**Dataset records:**

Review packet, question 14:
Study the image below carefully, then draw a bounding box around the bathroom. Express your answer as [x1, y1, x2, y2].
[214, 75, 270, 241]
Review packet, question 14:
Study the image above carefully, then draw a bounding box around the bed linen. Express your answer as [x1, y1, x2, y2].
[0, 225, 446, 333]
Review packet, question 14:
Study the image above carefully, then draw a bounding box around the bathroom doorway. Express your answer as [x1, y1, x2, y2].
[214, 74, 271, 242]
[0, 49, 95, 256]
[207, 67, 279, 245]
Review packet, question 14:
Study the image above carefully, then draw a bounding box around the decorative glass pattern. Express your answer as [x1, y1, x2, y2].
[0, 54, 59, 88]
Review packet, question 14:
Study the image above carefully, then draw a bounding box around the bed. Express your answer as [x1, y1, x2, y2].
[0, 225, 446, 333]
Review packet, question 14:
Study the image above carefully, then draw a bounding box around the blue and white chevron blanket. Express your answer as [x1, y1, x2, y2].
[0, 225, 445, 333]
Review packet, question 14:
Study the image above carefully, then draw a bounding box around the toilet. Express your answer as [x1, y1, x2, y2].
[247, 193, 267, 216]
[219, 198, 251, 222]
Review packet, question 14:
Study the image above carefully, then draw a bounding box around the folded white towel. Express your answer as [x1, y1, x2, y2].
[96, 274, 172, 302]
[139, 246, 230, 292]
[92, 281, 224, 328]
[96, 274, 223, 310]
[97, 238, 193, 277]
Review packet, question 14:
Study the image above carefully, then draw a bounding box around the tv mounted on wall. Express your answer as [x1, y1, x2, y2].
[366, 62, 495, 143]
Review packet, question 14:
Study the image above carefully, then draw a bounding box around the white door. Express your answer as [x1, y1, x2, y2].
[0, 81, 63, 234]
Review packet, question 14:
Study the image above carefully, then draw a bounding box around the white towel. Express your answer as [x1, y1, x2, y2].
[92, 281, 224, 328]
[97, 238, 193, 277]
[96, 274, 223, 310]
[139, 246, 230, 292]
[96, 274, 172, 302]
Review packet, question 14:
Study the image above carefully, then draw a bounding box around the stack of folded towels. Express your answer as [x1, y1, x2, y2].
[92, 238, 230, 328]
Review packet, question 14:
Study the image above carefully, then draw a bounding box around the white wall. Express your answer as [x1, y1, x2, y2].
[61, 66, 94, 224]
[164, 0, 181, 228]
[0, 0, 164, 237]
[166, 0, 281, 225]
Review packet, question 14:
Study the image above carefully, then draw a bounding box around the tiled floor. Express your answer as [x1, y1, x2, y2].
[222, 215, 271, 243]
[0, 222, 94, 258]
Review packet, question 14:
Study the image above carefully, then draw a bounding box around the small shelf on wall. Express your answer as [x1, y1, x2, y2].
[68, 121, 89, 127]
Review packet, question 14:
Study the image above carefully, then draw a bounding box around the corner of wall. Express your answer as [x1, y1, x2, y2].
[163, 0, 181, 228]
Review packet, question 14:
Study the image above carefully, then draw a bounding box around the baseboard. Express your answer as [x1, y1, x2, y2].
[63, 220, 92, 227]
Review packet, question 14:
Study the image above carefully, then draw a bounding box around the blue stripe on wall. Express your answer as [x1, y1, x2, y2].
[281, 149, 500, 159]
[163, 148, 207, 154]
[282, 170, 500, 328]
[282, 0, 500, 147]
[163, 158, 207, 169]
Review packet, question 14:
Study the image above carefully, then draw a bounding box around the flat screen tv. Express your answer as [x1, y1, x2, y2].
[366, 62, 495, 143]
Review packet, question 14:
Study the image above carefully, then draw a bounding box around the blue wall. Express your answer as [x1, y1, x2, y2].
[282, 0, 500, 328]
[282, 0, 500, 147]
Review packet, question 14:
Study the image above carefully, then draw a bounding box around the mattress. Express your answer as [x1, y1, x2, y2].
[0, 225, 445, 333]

**Problem statement:**
Locate every line in the items above that contains the word "wall" and copy each one in full.

**Correct output:**
Study the image above carefully, then draw a bounding box around the tv mounted on wall. Express your answer as [x1, y1, x2, y2].
Study the image above carefully, then draw a bounding box around the white wall. Express your answer as [x1, y1, x2, y2].
Study the image above carefully, then draw a bounding box around the small shelf on wall. Express your answer as [x1, y1, x2, y2].
Study the image above carefully, then draw a bounding box around the corner of wall. Express your answer as [x1, y1, x2, y2].
Study the image above carefully, then draw a bounding box around the blue stripe on wall. Express your answer as [x1, y1, x2, y2].
Study the image above carefully, then draw a bounding box around the blue wall. Express your answer as [x1, y1, x2, y2].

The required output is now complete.